* [Work required]: From the material below, extract the lines between the one holding "Draw a bounding box tightly around each mushroom stipe" and the end of the material, inclusive, and reproduce them verbatim.

Data lines:
----------

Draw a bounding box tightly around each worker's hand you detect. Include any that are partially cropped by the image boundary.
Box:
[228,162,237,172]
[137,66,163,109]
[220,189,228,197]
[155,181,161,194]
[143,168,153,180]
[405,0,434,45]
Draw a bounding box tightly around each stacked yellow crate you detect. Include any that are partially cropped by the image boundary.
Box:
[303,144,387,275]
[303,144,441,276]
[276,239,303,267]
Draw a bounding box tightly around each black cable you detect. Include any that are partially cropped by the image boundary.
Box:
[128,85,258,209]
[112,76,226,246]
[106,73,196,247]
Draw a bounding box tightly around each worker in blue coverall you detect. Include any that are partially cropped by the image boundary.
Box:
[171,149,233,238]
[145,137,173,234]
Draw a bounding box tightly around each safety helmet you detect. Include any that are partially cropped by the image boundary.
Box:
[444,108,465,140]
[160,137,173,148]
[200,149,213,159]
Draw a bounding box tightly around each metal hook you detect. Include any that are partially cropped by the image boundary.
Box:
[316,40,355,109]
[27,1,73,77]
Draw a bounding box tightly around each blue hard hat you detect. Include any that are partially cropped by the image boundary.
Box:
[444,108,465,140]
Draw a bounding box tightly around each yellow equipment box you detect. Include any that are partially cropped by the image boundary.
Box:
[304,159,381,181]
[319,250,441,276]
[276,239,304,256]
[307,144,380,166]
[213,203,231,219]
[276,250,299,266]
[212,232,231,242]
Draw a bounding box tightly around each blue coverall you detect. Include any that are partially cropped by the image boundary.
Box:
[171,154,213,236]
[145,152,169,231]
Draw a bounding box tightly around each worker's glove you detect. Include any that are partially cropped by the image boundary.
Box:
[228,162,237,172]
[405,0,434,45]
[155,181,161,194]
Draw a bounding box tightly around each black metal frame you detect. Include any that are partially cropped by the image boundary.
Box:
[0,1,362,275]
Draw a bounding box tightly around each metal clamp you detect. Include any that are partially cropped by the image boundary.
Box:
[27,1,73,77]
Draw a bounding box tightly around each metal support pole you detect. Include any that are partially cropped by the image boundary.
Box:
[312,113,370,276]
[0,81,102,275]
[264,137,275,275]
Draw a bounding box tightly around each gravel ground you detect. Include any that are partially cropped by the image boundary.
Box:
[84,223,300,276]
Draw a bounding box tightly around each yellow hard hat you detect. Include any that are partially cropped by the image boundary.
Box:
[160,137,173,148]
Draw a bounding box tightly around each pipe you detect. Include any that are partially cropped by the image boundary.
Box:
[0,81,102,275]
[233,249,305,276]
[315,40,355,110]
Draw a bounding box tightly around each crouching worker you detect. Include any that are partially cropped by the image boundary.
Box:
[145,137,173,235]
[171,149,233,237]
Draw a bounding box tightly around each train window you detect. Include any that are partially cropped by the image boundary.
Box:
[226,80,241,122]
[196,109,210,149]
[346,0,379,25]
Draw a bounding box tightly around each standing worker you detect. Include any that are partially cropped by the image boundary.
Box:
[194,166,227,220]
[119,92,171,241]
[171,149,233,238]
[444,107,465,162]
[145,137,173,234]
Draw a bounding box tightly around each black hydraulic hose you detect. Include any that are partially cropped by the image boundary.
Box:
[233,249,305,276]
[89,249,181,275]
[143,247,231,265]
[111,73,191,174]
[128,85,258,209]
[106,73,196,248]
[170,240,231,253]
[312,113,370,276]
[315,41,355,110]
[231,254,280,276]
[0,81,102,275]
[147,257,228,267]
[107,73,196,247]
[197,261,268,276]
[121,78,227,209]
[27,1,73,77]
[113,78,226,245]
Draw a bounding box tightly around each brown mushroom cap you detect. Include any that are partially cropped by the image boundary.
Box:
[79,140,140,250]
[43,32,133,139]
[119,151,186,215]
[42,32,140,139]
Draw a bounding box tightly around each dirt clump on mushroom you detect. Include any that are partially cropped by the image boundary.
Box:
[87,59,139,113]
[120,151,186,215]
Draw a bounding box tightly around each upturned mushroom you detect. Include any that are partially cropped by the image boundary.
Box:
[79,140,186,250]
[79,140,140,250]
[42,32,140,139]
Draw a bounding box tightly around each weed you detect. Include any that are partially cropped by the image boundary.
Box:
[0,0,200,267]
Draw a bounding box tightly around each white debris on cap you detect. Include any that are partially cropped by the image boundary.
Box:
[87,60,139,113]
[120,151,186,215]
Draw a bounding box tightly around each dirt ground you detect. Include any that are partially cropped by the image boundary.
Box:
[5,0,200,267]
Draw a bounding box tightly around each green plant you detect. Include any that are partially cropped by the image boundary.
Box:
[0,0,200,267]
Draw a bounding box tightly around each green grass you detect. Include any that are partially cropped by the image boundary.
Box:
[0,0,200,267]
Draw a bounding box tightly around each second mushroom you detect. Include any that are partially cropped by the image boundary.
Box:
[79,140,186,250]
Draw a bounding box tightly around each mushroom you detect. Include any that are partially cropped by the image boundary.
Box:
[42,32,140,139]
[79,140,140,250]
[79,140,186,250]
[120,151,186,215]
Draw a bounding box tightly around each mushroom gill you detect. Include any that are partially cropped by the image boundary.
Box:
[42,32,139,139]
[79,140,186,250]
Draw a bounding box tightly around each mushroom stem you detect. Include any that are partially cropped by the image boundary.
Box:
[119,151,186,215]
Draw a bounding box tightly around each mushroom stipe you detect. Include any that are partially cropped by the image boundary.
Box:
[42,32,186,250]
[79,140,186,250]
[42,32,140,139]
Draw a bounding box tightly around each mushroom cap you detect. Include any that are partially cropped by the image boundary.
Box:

----------

* [Result of this exercise]:
Draw a bounding box tightly around each mushroom stipe you detect. Include any that are partially cropped by the image boundary.
Box:
[42,32,186,250]
[79,140,186,250]
[42,32,140,139]
Draw a bounding box tightly around each mushroom cap you detect. Include any that are partially cropped by the image boundary.
Box:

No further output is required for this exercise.